▶ **WORK TO DO**
Please transcribe the debate prediction post below, starting with "Tuesday, October 2, 2012" and going on through "defeat for him.".

▶ **EXCERPT TO READ**
## start
Tuesday, October 2, 2012

Debate Prediction

So let me just get this in here before the big Presidential Debate tomorrow, and feel free to make fun of me if I am wrong.  I predict that Mitt won't do very well and the debate will be in no way a game changer.  Since the Mittster is on trajectory to lose, this outcome would be a strategic defeat for him.

First of all it's important to remember that Political Science has shown that for a variety of reasons debates don't have that big of a impact in a Presidential race.  At this point in a campaign most voters have made up their minds already and will interpret what happens in a debate as simply reinforcing what they already thought.  In fact, most people who watch these things are more like football fans turning in to root their team on, not try and make a decision on who to vote for.  John Kerry probably came as close as you can come to "winning" a debate (all three I'd say), he of course did not win.  Finally I'd add that campaigns spend a lot of time preparing for these things and so like convention speeches they are always "good enough." 

Even with those codifiers, it looks like Mitt is embracing a pretty bad strategy to boot, which certainly won't help him.  As the Pravda of the conservative movement (National Review) put it, team Romney has five big objectives:  "(1) explaining the “choice” between the two candidates’ agendas; (2) modulating his natural “aggressiveness” (which actually sounds like “defensiveness when challenged”); (3) exhibiting “discipline” (i.e., not committing gaffes); (4) using fiscal and economic data effectively; and (5) deploying personal anecdotes to “introduce himself” to people just now tuning in to the election."  Let's go through these priorities one by one.
## end
▶ **DATA EXCERPTS**
## start
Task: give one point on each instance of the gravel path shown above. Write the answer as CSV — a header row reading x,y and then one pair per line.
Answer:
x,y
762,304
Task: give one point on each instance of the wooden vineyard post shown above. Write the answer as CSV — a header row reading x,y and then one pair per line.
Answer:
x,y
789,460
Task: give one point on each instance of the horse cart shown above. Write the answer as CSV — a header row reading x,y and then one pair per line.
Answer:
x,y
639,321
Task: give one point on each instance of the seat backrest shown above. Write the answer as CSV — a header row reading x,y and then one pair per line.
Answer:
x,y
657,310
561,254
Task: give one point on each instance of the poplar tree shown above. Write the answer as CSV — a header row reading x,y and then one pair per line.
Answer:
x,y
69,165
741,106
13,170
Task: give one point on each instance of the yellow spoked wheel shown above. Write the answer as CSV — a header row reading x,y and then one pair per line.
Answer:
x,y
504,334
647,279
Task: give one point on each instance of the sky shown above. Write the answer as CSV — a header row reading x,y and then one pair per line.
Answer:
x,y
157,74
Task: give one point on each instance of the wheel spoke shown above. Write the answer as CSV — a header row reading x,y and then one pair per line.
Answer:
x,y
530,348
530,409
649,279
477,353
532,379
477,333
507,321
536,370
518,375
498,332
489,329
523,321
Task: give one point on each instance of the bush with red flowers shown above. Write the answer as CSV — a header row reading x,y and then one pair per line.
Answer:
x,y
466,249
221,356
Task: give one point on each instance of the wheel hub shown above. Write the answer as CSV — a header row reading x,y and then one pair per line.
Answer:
## end
▶ **WORKED SOLUTION**
Tuesday, October 2, 2012

Debate Prediction

So let me just get this in here before the big Presidential Debate tomorrow, and feel free to make fun of me if I am wrong.  I predict that Mitt won't do very well and the debate will be in no way a game changer.  Since the Mittster is on trajectory to lose, this outcome would be a strategic defeat for him.